SyFy’ın TV’lerdeki Uzay Operası boşluğunu karşılamak üzere yola çıktığı Expanse, uzun zamandır beklediğimiz çok katmanlı bir bilim kurgu dizisi.

James SA Corey’in kitap serisinden uyarlanan yapım (Daniel Abraham ve Ty Franck adlı yazarların ortak isimle yazdıkları bir seri) Iron Man ve Children of the Man’in yazarları Mark Ferguson ve Hawk Ostby tarafından televizyona aktarıldı.

blank

23. yy.’da geçen hikayemizde insanlık uzay yolculuğuna başlamış ve kolonileşme yoluna gitmiştir. En büyük güç olan Mars kolonisinin savaş gücü yüksektir ve Dünya ile aralarında soğuk savaş yaşanmaktadır. Celes adlı asteroid kuşağında iki güç de kaynak çıkarmakta ve buradaki kuşaklılar kolonilerin işçi sınıfını oluşturmaktadır. Kuşaklılar suya muhtaç yaşamakta ve zaman içinde dilleri, vücut şekilleri değiştiğinden Mars ve Dünya tarafından insan yerine dahi konulmamaktadırlar.

= Görev listesi =
A – Expanse yazısına göre dizi televizyona kimler tarafından aktarıldı?
B – Expanse yazısında "23. yy.’da geçen" sözlerinden "yerine dahi konulmamaktadırlar." sözlerine kadar her şeyi harfi harfine yeniden yazın.

= Kayıt kümesi =
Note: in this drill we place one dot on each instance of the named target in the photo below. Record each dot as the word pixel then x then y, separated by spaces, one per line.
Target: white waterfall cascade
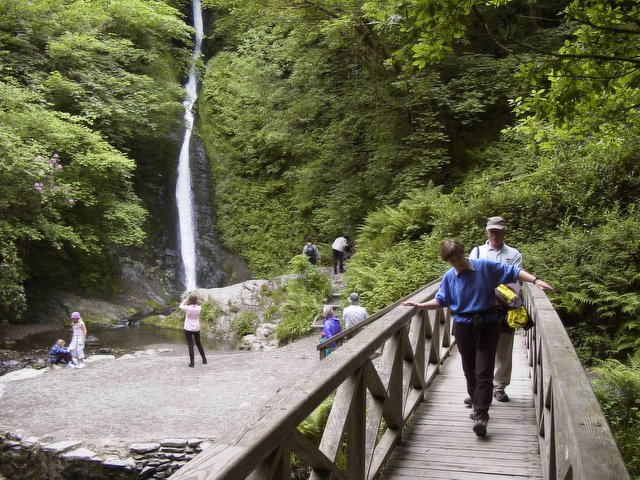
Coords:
pixel 184 194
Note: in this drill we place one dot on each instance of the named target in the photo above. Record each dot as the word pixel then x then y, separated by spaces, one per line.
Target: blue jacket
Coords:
pixel 330 327
pixel 56 353
pixel 472 290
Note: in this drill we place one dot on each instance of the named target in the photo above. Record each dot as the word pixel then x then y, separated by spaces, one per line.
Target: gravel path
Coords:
pixel 115 402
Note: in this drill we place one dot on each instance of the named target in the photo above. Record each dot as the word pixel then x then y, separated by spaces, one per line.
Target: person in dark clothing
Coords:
pixel 330 327
pixel 59 353
pixel 312 252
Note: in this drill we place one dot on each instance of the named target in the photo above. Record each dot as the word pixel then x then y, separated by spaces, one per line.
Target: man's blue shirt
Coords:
pixel 472 290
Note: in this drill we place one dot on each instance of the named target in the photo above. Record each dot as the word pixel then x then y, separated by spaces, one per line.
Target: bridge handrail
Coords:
pixel 348 333
pixel 573 434
pixel 373 402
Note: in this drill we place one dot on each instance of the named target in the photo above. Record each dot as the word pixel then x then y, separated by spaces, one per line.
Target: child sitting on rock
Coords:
pixel 60 354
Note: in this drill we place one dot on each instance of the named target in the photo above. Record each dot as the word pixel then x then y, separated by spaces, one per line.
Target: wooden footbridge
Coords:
pixel 397 413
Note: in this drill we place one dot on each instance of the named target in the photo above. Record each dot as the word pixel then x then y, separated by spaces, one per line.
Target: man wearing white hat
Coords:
pixel 495 249
pixel 354 313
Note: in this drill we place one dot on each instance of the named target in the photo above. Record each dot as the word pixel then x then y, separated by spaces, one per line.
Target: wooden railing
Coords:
pixel 573 433
pixel 373 402
pixel 374 399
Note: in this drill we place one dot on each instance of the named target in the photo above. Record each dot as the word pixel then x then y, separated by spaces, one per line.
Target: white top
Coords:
pixel 339 244
pixel 354 314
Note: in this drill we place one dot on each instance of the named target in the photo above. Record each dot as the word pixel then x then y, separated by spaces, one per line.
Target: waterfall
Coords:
pixel 184 194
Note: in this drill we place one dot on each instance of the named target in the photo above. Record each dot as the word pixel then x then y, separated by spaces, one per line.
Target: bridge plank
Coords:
pixel 439 442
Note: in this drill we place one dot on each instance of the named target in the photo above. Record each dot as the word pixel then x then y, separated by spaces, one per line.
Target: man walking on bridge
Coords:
pixel 468 289
pixel 495 249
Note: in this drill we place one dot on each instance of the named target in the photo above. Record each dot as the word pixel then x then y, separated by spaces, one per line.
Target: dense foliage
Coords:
pixel 396 123
pixel 81 84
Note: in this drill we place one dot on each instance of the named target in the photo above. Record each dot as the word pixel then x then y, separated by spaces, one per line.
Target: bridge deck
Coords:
pixel 439 442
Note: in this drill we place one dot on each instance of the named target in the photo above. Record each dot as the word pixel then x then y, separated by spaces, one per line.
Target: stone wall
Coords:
pixel 25 457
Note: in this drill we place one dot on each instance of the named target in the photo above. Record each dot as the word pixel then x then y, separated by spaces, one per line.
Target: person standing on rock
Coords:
pixel 338 247
pixel 312 252
pixel 76 346
pixel 192 309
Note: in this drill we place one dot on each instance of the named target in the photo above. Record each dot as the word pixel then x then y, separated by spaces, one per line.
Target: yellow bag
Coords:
pixel 517 317
pixel 507 294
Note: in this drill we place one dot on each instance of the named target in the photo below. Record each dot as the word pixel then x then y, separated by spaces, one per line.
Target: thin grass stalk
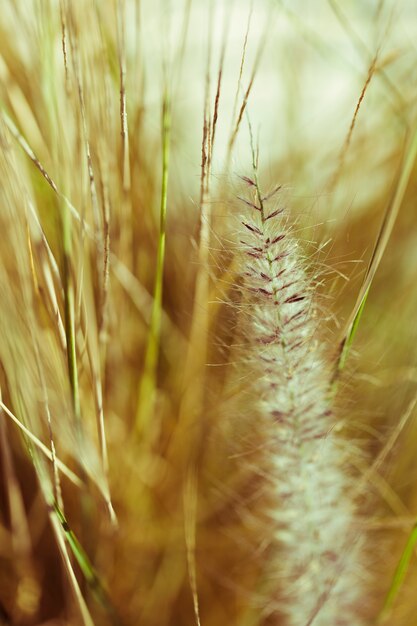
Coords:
pixel 148 378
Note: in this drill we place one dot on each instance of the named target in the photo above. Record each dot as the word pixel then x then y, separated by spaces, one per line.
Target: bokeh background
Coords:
pixel 329 89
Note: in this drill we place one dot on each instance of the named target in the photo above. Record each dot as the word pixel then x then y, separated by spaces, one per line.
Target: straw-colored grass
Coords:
pixel 158 465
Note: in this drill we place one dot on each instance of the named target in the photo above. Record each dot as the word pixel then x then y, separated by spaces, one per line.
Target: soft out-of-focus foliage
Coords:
pixel 134 482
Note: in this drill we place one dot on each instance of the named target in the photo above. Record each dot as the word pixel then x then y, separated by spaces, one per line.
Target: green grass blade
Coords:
pixel 147 383
pixel 399 575
pixel 387 226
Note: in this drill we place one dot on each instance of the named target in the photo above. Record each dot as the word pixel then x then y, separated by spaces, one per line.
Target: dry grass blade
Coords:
pixel 384 234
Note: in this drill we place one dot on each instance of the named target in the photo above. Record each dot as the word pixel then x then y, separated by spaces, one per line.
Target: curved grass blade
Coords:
pixel 387 226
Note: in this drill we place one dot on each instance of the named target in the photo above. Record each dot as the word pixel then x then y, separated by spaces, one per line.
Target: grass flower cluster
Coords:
pixel 196 430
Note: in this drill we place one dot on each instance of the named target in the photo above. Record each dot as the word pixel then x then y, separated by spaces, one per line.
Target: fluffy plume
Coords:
pixel 318 574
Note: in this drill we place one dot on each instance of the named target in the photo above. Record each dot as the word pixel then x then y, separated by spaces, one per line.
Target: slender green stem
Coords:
pixel 147 383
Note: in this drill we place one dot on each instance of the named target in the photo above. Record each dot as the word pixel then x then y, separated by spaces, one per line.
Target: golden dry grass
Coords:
pixel 134 473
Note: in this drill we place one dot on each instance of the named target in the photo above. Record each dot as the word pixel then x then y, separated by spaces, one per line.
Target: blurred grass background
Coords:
pixel 86 90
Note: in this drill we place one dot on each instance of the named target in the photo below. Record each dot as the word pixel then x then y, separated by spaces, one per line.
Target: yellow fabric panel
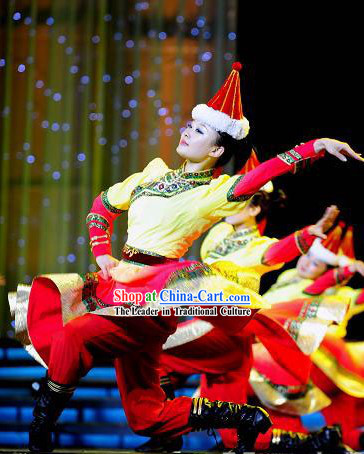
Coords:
pixel 214 201
pixel 119 194
pixel 214 237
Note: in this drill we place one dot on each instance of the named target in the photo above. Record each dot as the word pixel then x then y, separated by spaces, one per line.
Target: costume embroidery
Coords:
pixel 230 195
pixel 107 204
pixel 172 183
pixel 234 242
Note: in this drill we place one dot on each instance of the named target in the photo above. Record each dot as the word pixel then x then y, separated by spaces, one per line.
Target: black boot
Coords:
pixel 51 401
pixel 248 420
pixel 325 441
pixel 161 445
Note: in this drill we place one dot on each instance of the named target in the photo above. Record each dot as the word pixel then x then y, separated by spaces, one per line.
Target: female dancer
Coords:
pixel 168 210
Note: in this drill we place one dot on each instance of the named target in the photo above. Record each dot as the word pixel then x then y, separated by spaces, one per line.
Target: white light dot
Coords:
pixel 169 132
pixel 162 111
pixel 200 22
pixel 206 56
pixel 85 80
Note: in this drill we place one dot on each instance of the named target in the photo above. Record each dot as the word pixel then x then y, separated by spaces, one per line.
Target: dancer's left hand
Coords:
pixel 325 223
pixel 337 148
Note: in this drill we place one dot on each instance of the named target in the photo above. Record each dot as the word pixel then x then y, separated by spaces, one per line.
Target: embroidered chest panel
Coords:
pixel 234 242
pixel 171 184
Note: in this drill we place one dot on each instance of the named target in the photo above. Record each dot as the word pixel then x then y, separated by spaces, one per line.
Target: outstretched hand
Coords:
pixel 336 148
pixel 357 267
pixel 106 263
pixel 325 223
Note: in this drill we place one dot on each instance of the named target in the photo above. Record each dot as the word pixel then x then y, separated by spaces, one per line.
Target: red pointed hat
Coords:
pixel 224 112
pixel 251 164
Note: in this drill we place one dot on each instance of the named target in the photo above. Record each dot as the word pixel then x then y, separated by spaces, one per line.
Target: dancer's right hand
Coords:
pixel 336 148
pixel 325 223
pixel 357 267
pixel 106 263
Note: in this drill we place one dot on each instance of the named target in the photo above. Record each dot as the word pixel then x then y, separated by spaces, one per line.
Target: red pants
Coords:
pixel 225 363
pixel 135 343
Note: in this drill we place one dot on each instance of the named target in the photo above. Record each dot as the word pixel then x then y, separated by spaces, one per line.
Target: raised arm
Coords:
pixel 299 242
pixel 252 181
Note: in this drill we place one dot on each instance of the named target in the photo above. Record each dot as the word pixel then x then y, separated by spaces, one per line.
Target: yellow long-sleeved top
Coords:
pixel 167 209
pixel 240 252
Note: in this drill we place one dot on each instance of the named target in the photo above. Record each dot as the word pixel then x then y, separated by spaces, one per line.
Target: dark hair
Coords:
pixel 232 147
pixel 267 201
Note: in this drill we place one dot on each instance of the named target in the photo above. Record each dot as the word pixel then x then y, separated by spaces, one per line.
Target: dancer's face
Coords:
pixel 309 267
pixel 198 142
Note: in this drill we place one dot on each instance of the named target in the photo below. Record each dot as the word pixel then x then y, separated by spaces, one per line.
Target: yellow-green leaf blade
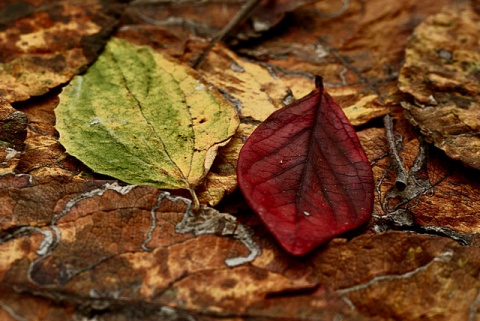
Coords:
pixel 143 118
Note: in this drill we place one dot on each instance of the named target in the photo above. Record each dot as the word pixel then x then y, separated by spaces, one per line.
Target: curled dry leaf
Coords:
pixel 45 45
pixel 13 131
pixel 439 196
pixel 305 173
pixel 207 18
pixel 441 72
pixel 144 118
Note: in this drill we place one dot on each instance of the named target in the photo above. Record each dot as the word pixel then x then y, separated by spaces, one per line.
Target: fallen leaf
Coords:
pixel 207 18
pixel 144 118
pixel 305 173
pixel 441 72
pixel 439 197
pixel 43 45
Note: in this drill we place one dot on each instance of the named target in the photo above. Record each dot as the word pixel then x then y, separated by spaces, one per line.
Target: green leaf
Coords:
pixel 144 118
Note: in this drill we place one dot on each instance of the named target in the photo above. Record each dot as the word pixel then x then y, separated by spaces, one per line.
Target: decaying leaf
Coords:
pixel 144 118
pixel 43 45
pixel 207 18
pixel 305 173
pixel 441 72
pixel 13 131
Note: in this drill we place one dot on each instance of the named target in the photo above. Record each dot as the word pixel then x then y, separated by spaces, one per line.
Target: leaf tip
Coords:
pixel 319 82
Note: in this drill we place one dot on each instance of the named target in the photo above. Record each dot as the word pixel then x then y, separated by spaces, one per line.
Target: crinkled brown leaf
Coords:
pixel 207 18
pixel 43 45
pixel 442 73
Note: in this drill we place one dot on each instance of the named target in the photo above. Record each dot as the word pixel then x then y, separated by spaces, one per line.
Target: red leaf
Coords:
pixel 305 173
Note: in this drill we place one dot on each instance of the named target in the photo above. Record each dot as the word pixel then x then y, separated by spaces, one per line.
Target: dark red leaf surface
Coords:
pixel 304 172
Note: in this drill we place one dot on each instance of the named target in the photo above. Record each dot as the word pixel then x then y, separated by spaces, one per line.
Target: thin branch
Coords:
pixel 401 173
pixel 239 18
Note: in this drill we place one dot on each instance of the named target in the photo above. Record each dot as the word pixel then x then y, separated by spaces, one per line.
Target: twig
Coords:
pixel 240 17
pixel 401 173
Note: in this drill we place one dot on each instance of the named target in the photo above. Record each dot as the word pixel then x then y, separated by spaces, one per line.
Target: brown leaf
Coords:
pixel 440 196
pixel 441 72
pixel 45 45
pixel 207 18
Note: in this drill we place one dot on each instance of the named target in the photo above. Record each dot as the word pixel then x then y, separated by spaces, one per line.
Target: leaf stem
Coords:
pixel 401 173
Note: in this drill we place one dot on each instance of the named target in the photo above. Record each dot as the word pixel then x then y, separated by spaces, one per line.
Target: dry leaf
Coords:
pixel 44 45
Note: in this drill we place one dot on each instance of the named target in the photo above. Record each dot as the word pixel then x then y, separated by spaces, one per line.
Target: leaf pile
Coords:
pixel 305 173
pixel 143 118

= Görev yanıtları =
A – Mark Ferguson ve Hawk Ostby

B –
23. yy.’da geçen hikayemizde insanlık uzay yolculuğuna başlamış ve kolonileşme yoluna gitmiştir. En büyük güç olan Mars kolonisinin savaş gücü yüksektir ve Dünya ile aralarında soğuk savaş yaşanmaktadır. Celes adlı asteroid kuşağında iki güç de kaynak çıkarmakta ve buradaki kuşaklılar kolonilerin işçi sınıfını oluşturmaktadır. Kuşaklılar suya muhtaç yaşamakta ve zaman içinde dilleri, vücut şekilleri değiştiğinden Mars ve Dünya tarafından insan yerine dahi konulmamaktadırlar.